EXTRACTED MATERIAL:
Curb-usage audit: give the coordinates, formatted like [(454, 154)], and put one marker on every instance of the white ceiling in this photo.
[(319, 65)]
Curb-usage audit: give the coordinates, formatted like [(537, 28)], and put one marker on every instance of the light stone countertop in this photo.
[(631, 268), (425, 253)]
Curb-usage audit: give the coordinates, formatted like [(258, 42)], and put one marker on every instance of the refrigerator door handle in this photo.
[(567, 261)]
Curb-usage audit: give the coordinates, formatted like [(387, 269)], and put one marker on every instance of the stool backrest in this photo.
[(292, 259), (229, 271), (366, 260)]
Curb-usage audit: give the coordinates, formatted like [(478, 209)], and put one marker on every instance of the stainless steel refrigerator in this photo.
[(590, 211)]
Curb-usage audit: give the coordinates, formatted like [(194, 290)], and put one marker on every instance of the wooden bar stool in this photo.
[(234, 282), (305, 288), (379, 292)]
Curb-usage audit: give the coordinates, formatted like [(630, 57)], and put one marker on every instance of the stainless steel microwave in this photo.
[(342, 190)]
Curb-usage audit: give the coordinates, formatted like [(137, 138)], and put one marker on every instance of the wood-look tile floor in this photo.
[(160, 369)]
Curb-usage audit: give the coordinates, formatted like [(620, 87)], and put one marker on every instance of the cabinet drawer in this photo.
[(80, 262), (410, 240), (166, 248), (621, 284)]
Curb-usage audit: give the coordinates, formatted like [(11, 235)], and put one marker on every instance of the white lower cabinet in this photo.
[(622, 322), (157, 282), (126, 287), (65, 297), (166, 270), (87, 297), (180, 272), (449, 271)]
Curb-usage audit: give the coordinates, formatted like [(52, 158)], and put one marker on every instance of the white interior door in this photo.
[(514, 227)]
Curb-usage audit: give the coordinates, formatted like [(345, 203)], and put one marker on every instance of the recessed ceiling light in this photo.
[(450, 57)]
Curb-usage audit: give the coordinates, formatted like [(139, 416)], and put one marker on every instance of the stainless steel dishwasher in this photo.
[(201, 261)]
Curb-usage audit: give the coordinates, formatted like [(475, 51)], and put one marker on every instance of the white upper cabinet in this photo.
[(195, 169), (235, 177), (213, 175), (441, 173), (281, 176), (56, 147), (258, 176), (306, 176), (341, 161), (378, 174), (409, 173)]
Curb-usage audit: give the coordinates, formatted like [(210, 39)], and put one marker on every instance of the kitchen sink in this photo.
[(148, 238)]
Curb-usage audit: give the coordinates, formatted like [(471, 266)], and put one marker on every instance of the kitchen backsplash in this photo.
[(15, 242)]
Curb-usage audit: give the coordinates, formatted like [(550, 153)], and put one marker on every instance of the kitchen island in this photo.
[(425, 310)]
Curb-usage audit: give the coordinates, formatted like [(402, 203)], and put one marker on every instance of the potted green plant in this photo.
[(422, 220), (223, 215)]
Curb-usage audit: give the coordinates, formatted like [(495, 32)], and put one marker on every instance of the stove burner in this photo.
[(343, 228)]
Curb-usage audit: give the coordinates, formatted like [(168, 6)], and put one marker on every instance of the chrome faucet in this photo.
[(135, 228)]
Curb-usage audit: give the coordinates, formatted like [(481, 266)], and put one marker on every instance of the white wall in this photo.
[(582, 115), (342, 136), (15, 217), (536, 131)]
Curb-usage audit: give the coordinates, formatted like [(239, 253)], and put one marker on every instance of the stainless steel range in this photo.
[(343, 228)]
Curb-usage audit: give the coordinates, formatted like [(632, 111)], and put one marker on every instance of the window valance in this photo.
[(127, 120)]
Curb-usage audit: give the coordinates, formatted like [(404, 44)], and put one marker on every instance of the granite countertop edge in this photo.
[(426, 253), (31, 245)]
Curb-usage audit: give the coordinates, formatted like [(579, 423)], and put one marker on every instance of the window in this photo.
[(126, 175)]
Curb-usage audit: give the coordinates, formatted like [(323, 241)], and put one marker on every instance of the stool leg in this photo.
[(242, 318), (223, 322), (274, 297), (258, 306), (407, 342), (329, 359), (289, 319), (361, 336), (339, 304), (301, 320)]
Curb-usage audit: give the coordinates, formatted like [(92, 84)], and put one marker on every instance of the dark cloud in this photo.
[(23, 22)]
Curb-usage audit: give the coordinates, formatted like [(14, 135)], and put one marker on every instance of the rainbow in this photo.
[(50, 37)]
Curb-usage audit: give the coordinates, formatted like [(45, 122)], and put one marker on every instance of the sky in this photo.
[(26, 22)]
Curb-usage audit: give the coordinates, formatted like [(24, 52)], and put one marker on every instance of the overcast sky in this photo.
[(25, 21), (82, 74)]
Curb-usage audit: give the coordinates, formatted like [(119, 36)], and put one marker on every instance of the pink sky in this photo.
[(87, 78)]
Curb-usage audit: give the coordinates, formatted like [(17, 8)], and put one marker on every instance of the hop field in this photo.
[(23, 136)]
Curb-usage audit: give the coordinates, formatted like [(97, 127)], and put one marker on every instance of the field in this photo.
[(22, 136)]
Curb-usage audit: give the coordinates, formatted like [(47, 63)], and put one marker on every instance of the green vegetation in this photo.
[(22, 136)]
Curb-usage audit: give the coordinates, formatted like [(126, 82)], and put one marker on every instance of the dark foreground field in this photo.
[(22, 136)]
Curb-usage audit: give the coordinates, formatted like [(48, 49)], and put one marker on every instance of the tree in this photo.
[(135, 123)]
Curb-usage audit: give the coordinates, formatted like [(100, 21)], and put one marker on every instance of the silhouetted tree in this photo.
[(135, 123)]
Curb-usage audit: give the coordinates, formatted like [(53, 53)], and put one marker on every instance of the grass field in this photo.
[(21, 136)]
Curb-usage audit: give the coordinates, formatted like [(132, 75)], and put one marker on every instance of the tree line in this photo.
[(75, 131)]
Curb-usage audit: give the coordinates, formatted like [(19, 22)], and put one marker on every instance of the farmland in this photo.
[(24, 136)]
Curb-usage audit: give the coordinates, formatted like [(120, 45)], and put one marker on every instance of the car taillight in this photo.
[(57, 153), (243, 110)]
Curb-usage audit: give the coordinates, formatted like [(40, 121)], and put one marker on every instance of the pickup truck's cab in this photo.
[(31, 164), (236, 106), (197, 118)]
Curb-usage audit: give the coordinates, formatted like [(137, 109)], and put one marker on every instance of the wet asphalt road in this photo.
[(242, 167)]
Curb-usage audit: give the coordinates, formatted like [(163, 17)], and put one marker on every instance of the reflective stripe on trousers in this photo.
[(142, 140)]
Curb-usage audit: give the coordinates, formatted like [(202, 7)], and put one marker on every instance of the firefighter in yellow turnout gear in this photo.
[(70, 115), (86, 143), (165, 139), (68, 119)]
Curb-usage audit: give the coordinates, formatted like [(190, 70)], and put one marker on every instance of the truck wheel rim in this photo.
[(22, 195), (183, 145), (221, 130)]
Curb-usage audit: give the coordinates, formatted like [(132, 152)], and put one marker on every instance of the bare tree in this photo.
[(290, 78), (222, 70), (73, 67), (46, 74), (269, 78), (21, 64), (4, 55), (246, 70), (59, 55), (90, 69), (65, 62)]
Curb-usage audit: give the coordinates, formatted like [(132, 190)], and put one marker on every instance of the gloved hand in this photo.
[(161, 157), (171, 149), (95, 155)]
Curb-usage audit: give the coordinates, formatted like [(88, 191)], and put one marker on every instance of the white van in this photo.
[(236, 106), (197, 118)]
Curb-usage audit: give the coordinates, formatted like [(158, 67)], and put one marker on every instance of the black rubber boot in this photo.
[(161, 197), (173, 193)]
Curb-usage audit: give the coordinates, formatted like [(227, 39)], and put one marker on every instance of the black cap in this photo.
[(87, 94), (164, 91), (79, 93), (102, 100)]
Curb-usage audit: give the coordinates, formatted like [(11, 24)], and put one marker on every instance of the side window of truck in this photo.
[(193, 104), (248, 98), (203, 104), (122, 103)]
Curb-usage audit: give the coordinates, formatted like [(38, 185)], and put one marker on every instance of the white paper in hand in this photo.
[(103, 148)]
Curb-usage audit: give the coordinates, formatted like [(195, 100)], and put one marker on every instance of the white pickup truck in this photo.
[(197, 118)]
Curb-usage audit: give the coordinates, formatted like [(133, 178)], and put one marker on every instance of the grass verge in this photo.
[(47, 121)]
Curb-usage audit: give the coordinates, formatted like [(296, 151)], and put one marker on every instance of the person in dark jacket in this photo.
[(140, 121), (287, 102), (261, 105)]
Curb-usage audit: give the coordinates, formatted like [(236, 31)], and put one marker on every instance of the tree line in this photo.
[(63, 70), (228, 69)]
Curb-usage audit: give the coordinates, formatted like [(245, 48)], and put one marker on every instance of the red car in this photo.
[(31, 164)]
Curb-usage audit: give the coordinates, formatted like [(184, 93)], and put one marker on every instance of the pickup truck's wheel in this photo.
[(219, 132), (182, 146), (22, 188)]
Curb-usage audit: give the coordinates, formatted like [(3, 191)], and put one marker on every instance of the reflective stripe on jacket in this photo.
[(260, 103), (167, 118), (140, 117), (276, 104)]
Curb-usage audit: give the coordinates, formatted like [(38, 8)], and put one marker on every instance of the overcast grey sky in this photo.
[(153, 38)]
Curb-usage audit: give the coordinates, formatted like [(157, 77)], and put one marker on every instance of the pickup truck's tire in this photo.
==
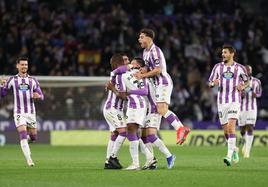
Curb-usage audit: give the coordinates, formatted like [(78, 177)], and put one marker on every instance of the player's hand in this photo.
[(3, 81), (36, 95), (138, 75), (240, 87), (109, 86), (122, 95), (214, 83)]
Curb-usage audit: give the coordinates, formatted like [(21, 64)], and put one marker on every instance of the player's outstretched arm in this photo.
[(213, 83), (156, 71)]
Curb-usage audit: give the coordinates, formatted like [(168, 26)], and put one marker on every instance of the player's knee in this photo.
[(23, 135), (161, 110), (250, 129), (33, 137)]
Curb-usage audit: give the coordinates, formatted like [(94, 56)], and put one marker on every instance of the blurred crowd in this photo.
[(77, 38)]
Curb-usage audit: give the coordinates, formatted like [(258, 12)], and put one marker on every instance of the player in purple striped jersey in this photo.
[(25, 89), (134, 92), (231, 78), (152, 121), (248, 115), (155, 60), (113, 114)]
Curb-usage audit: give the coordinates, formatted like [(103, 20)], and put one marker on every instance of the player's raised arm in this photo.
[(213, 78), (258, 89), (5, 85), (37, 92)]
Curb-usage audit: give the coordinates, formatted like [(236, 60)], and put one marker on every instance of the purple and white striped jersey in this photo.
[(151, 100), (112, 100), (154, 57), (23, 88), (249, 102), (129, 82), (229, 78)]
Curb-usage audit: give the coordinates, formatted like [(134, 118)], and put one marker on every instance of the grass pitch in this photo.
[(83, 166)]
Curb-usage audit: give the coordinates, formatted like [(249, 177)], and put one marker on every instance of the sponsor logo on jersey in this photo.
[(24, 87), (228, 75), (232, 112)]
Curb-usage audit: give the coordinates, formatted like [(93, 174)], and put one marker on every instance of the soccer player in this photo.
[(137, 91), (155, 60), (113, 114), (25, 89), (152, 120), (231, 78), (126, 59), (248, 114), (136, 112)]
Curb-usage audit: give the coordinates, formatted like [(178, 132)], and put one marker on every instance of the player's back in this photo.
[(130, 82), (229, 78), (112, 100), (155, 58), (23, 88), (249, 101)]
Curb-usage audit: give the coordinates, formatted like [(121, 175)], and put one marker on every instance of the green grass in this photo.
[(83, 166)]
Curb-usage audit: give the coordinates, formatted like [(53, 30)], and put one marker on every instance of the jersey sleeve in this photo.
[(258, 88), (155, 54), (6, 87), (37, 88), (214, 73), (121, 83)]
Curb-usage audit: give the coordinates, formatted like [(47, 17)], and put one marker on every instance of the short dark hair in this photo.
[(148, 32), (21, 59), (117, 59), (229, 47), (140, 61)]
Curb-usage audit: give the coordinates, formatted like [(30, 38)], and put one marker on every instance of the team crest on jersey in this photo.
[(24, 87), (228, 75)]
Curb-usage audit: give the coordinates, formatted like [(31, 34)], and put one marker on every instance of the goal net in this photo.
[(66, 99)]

SHORT PROBLEM:
Please quote the data above word for word, from the line with "logo on jersey in this photo." up to and including the line with "114), (136, 112)]".

SOLUTION BELOW:
Curb-usage audit: give the coordinates, formatted like [(249, 177)], and put one marker on every instance of the sponsor logo on jersey in this photo.
[(24, 87), (228, 75), (232, 112)]
Curb-usage audit: give the coordinates, formatted like [(93, 174)], and put one marker on every instance of the soccer player in this photo.
[(137, 91), (155, 60), (113, 114), (25, 89), (152, 120), (231, 78), (126, 59), (248, 114), (136, 112)]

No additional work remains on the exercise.